Exercise: Copy each of the items below word for word.

** start Data extract **

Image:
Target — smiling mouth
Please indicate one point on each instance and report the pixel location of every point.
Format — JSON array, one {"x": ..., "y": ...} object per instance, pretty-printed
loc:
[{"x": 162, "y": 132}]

** end Data extract **

Correct output:
Image:
Target — smiling mouth
Please indicate one point on each instance and report the pixel location of every point.
Format — JSON array, one {"x": ..., "y": ...} object per instance, pretty-printed
loc:
[{"x": 162, "y": 132}]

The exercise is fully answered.